• _RECORDS FOR THIS EXERCISE_:
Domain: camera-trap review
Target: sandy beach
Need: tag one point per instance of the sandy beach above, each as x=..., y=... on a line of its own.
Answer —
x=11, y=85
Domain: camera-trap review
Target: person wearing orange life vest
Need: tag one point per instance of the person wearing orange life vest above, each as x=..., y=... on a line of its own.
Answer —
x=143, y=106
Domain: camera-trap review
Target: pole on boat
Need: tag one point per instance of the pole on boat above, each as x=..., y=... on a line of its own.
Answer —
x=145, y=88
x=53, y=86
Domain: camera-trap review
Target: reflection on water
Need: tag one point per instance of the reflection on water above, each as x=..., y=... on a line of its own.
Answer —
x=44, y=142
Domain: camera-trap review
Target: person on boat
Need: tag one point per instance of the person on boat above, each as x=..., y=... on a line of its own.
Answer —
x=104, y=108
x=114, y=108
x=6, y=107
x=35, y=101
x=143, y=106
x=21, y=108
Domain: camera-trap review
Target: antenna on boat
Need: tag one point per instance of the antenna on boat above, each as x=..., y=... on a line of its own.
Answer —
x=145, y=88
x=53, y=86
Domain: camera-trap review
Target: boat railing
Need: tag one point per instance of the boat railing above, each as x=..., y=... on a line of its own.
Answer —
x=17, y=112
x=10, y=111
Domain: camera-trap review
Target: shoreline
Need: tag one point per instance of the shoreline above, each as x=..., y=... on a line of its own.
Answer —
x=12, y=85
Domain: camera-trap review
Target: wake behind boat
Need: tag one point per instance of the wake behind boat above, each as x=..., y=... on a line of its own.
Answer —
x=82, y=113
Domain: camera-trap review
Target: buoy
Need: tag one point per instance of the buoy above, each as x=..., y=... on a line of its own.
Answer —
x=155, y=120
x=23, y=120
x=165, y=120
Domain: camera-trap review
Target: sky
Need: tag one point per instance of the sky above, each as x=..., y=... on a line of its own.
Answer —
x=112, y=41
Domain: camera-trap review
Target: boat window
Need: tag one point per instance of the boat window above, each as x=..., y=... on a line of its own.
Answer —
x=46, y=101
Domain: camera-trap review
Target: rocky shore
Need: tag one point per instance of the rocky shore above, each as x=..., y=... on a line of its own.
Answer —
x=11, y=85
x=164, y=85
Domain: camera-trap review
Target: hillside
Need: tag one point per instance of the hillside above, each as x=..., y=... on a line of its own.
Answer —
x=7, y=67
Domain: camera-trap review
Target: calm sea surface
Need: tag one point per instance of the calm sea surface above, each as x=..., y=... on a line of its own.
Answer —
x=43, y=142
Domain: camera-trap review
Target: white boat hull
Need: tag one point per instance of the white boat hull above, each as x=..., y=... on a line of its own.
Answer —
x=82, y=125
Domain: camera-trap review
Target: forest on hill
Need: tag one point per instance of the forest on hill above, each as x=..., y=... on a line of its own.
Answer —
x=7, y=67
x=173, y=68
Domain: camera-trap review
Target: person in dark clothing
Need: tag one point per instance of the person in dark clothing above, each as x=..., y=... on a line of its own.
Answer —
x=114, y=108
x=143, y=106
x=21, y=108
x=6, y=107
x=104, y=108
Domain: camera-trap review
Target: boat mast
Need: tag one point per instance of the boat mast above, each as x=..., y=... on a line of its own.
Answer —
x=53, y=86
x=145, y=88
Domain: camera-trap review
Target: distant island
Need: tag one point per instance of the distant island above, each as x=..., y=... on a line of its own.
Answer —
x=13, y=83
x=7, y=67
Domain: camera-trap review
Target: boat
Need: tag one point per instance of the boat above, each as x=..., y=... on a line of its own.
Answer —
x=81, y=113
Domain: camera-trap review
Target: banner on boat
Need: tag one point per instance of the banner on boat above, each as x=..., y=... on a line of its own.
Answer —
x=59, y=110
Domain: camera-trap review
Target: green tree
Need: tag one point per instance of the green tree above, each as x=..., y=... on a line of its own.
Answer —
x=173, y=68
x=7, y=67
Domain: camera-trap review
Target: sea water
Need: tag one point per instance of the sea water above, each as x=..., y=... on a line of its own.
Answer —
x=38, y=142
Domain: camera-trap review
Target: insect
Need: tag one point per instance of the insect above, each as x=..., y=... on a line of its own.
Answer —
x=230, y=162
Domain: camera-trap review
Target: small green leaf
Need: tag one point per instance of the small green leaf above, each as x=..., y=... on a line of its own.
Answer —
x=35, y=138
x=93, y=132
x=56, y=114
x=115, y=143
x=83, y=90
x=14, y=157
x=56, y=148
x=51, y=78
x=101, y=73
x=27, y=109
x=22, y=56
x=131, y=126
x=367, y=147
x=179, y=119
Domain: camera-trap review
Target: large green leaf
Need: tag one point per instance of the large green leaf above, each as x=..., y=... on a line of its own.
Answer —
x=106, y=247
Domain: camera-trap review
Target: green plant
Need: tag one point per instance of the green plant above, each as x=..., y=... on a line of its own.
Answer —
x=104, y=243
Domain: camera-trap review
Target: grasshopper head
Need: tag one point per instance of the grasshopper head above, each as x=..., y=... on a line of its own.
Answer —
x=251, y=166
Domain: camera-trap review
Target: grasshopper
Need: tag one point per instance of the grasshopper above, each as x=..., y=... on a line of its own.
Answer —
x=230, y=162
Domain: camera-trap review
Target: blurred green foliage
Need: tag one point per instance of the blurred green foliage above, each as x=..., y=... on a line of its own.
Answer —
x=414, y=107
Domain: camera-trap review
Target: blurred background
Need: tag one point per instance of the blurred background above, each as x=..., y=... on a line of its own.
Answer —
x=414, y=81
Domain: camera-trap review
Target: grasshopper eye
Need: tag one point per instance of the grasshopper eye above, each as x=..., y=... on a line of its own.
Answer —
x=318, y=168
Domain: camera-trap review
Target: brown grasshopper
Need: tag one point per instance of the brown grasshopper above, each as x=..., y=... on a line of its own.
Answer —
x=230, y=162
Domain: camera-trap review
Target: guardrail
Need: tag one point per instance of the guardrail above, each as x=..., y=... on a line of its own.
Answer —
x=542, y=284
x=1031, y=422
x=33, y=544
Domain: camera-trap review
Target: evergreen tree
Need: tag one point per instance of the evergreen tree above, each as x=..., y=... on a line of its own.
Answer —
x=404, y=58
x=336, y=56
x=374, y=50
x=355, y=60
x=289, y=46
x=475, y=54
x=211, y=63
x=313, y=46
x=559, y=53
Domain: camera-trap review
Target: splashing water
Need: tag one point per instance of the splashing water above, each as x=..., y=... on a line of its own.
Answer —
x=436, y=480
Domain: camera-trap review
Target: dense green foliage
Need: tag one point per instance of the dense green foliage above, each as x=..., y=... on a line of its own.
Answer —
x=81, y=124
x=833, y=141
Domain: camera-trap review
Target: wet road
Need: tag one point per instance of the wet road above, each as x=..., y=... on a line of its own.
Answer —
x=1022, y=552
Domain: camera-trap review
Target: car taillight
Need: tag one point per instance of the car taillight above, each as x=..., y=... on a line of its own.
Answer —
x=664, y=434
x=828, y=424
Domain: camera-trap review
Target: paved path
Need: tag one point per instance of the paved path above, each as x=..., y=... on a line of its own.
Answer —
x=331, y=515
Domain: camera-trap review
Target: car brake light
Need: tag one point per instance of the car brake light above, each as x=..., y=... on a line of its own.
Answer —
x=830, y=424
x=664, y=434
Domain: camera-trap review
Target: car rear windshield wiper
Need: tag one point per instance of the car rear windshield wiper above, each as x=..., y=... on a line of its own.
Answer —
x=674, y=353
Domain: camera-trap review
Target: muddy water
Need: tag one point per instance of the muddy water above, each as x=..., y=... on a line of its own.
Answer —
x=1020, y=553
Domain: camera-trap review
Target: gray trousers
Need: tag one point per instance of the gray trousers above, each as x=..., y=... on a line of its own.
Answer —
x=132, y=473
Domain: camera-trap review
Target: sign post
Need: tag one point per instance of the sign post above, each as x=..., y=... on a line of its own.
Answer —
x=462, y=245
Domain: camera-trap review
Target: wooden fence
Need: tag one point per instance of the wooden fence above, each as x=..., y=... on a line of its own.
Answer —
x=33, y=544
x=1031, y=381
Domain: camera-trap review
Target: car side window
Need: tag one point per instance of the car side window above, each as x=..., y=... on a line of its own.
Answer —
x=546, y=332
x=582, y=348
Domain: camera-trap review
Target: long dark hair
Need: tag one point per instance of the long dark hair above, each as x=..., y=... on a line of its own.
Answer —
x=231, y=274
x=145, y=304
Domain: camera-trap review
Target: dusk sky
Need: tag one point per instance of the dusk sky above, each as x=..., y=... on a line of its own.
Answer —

• _THE TASK_: Once you find the line containing "Target: person wearing orange life vest", stop: reproduce exactly that line and every line of the data before it, and nothing else.

• _ANSWER SECTION_:
Domain: camera-trap review
Target: sandy beach
Need: tag one point per instance of the sandy beach above, each as x=..., y=... on a line of its own.
Answer —
x=11, y=85
Domain: camera-trap review
Target: person wearing orange life vest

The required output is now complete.